Begin Supplied data
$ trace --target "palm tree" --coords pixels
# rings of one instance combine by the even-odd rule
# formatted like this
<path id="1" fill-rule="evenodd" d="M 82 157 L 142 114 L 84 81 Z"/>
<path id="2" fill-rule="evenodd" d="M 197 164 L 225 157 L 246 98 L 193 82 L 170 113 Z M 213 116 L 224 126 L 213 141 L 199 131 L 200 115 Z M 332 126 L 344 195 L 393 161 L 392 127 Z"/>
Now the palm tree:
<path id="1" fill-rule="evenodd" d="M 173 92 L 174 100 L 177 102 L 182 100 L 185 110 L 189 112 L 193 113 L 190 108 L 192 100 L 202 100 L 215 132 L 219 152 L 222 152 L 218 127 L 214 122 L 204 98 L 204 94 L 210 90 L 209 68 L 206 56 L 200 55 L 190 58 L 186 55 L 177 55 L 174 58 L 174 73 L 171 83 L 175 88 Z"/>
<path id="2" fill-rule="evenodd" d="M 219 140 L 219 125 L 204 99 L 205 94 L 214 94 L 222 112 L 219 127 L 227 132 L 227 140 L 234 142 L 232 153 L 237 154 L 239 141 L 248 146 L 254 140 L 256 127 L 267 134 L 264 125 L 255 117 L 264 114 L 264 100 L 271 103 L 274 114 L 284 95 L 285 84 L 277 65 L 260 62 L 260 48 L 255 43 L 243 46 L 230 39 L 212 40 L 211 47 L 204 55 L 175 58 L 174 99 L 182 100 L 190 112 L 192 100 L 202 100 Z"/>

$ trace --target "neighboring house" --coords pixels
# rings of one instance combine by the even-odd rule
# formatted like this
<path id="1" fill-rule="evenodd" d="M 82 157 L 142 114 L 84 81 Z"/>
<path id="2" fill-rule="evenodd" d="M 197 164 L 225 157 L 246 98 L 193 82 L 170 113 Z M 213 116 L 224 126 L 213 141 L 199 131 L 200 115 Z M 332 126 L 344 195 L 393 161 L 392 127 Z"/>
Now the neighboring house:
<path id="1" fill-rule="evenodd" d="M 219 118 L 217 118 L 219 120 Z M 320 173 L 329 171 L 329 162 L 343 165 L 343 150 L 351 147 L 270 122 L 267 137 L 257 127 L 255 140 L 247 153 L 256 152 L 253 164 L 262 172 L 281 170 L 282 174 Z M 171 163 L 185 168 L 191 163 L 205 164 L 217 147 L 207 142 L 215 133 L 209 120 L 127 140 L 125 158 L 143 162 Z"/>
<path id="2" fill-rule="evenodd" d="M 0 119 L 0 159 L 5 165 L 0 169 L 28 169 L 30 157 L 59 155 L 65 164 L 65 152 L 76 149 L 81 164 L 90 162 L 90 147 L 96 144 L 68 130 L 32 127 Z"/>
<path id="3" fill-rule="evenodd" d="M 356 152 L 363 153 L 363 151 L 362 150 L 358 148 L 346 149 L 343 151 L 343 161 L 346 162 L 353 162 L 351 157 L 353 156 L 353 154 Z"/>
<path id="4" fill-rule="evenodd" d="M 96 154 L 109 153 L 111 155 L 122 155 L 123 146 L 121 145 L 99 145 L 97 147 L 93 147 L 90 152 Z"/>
End Supplied data
▶ **Task to complete**: Can you copy every item above line for line, without changing a single character?

▶ **Task response**:
$ trace --target "palm tree" --coords pixels
# rings of one instance combine by the even-odd rule
# formatted like this
<path id="1" fill-rule="evenodd" d="M 82 157 L 142 114 L 84 81 Z"/>
<path id="2" fill-rule="evenodd" d="M 197 164 L 225 157 L 246 98 L 193 82 L 170 113 Z M 213 116 L 224 126 L 213 141 L 199 131 L 200 115 Z M 332 126 L 344 195 L 393 161 L 392 127 Z"/>
Now the palm tree:
<path id="1" fill-rule="evenodd" d="M 173 92 L 174 100 L 177 102 L 182 100 L 185 110 L 189 112 L 193 113 L 190 108 L 192 100 L 202 100 L 215 132 L 219 152 L 222 152 L 218 127 L 214 122 L 204 98 L 204 94 L 210 90 L 209 68 L 206 56 L 200 55 L 190 58 L 186 55 L 177 55 L 174 58 L 174 73 L 171 83 L 175 88 Z"/>
<path id="2" fill-rule="evenodd" d="M 219 140 L 219 125 L 204 99 L 205 94 L 214 94 L 222 112 L 219 127 L 227 132 L 227 140 L 234 142 L 232 153 L 237 154 L 239 141 L 248 146 L 254 140 L 256 127 L 267 134 L 264 125 L 255 117 L 264 114 L 264 100 L 271 103 L 274 114 L 284 95 L 285 84 L 277 65 L 260 62 L 260 48 L 255 43 L 243 46 L 230 39 L 212 40 L 211 47 L 204 55 L 175 58 L 174 99 L 182 100 L 190 112 L 192 100 L 202 100 Z"/>

$ trace --target "neighboring house" --coords pixels
# rings of one instance combine by the even-odd rule
# formatted like this
<path id="1" fill-rule="evenodd" d="M 82 157 L 142 114 L 84 81 Z"/>
<path id="2" fill-rule="evenodd" d="M 197 164 L 225 157 L 246 98 L 193 82 L 170 113 Z M 213 116 L 224 126 L 213 141 L 199 131 L 200 115 Z M 332 126 L 344 195 L 393 161 L 392 127 Z"/>
Now the neighboring house:
<path id="1" fill-rule="evenodd" d="M 219 118 L 217 118 L 219 120 Z M 320 173 L 329 171 L 329 162 L 343 165 L 343 150 L 351 147 L 270 122 L 267 137 L 257 127 L 255 140 L 247 153 L 256 152 L 253 164 L 262 172 L 281 170 L 282 174 Z M 171 163 L 185 168 L 191 163 L 205 164 L 217 147 L 207 142 L 215 133 L 209 120 L 127 140 L 125 158 L 143 162 Z"/>
<path id="2" fill-rule="evenodd" d="M 0 119 L 0 159 L 5 165 L 0 169 L 28 169 L 30 157 L 59 155 L 65 164 L 65 152 L 76 149 L 81 164 L 90 162 L 90 147 L 96 144 L 68 130 L 32 127 Z"/>
<path id="3" fill-rule="evenodd" d="M 356 152 L 363 153 L 363 151 L 362 150 L 358 148 L 346 149 L 343 151 L 343 161 L 346 162 L 353 162 L 351 157 L 353 156 L 353 154 Z"/>
<path id="4" fill-rule="evenodd" d="M 96 154 L 109 153 L 111 155 L 122 155 L 123 146 L 121 145 L 99 145 L 97 147 L 93 147 L 90 152 Z"/>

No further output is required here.